===== Source records

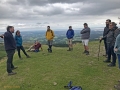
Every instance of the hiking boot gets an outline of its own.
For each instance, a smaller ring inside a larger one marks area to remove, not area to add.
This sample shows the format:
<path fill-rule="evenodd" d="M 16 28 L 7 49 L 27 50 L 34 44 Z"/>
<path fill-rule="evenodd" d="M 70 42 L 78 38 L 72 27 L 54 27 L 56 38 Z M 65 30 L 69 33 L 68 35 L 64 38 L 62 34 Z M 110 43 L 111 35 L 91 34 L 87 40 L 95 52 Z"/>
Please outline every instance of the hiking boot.
<path fill-rule="evenodd" d="M 71 49 L 69 48 L 67 51 L 71 51 Z"/>
<path fill-rule="evenodd" d="M 83 54 L 85 54 L 86 53 L 86 50 L 83 52 Z"/>
<path fill-rule="evenodd" d="M 113 63 L 108 64 L 108 67 L 114 67 L 114 66 L 116 66 L 116 65 Z"/>
<path fill-rule="evenodd" d="M 18 67 L 11 68 L 12 70 L 17 69 Z"/>
<path fill-rule="evenodd" d="M 105 63 L 110 63 L 110 60 L 105 60 L 105 61 L 103 61 L 103 62 L 105 62 Z"/>
<path fill-rule="evenodd" d="M 50 50 L 50 53 L 52 53 L 52 50 Z"/>
<path fill-rule="evenodd" d="M 114 88 L 115 88 L 116 90 L 120 90 L 120 84 L 114 85 Z"/>
<path fill-rule="evenodd" d="M 105 54 L 105 55 L 103 55 L 103 56 L 105 56 L 105 57 L 106 57 L 107 55 Z"/>
<path fill-rule="evenodd" d="M 17 74 L 17 73 L 16 72 L 11 72 L 11 73 L 8 73 L 8 76 L 15 75 L 15 74 Z"/>
<path fill-rule="evenodd" d="M 89 51 L 86 51 L 86 55 L 89 55 Z"/>
<path fill-rule="evenodd" d="M 48 52 L 50 52 L 50 49 L 49 49 L 49 48 L 48 48 L 47 50 L 48 50 Z"/>
<path fill-rule="evenodd" d="M 30 58 L 30 56 L 29 56 L 29 55 L 27 55 L 27 58 Z"/>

==========

§ Exercise objective:
Rewrite the rows from their beginning through the line containing "18 67 L 11 68", both ends included and requests kept, and omit the picture. Multiply every outline coordinate in the answers by 1.35 and round to whole numbers, halves up, leaving the coordinates in the requests and their format samples unchanged.

§ Answer to the problem:
Every instance of the hiking boot gets an outline of its own.
For each instance, a smaller ring inside a larger one marks area to remove, not area to add.
This sample shows the format:
<path fill-rule="evenodd" d="M 16 28 L 7 49 L 27 50 L 34 44 Z"/>
<path fill-rule="evenodd" d="M 70 42 L 78 38 L 72 27 L 54 27 L 56 38 Z M 65 30 L 69 33 L 68 35 L 64 38 L 62 34 Z M 110 43 L 111 35 L 91 34 L 87 40 L 95 52 Z"/>
Please outline every instance of the hiking boot.
<path fill-rule="evenodd" d="M 96 66 L 93 65 L 90 69 L 96 69 Z"/>
<path fill-rule="evenodd" d="M 112 73 L 115 73 L 116 72 L 116 68 L 112 70 Z"/>
<path fill-rule="evenodd" d="M 153 85 L 146 86 L 146 90 L 154 90 L 154 89 L 157 89 L 157 88 Z"/>
<path fill-rule="evenodd" d="M 24 90 L 15 92 L 16 95 L 23 93 Z"/>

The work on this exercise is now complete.